— Text segment —
The broader social context of statistical work will be illustrated on Police and Social Service statistics.
Data Presentation
Key Concepts:
Raw data,
sample size n,
variables and their types,
grouped data,
categorization of data,
rules of unambiguity and comprehensiveness,
frequency tables,
pie charts,
bar charts (simple, compounded, multiple),
histograms and frequency polygons.
Table one - Student Housing
The following table of raw data comes from an internal coursebook used by a college in the North of England. I have included it for several reasons, one being that its shortcomings are quite illustrative as well. The table is a result of an internal survey of the housing situation conducted on a sample of 36 students.
Can you figure out the wording of the questionnaire used?

— Stored records —
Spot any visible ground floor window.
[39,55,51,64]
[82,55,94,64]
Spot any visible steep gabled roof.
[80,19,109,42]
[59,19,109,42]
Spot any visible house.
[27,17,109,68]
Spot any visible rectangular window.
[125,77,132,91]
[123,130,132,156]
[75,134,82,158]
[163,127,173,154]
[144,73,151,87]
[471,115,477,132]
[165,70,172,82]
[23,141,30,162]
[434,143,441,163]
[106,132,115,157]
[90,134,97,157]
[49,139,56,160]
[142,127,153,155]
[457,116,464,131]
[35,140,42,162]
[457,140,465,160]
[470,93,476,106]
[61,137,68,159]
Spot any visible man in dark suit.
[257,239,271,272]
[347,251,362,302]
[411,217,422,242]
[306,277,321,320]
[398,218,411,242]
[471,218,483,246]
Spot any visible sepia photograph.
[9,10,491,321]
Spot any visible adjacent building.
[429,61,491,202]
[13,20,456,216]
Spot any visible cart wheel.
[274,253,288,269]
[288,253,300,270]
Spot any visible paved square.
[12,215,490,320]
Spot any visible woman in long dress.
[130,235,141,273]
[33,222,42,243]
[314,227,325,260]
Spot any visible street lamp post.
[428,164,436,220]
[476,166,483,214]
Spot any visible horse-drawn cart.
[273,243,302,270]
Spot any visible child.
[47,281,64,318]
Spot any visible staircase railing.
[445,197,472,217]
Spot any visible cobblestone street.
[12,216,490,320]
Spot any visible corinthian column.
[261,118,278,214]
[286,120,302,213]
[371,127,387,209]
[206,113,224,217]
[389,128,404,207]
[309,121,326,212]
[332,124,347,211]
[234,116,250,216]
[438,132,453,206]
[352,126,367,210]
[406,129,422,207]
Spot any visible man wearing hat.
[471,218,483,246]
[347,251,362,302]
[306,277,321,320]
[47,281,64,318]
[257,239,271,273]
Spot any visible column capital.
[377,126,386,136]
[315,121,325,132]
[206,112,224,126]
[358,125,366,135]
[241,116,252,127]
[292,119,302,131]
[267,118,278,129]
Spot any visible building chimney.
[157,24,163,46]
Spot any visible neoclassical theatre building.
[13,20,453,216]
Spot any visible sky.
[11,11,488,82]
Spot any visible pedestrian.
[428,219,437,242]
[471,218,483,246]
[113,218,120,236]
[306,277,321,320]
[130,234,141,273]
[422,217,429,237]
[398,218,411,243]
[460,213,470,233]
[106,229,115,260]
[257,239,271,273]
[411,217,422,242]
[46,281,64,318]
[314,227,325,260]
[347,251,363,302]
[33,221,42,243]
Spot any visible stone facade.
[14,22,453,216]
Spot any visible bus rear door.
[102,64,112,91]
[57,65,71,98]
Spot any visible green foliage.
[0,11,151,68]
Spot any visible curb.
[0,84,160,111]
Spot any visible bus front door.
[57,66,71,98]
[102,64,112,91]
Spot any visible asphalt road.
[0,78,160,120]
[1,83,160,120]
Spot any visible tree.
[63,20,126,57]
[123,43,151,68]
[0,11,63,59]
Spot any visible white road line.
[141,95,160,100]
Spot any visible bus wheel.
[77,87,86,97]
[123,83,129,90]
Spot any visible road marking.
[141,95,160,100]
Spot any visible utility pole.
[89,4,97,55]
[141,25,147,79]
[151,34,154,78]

— What you should do —
According to the data presentation text above, how many students were in the sample for the internal survey of the housing situation?

— Reply to the exercise —
36 students.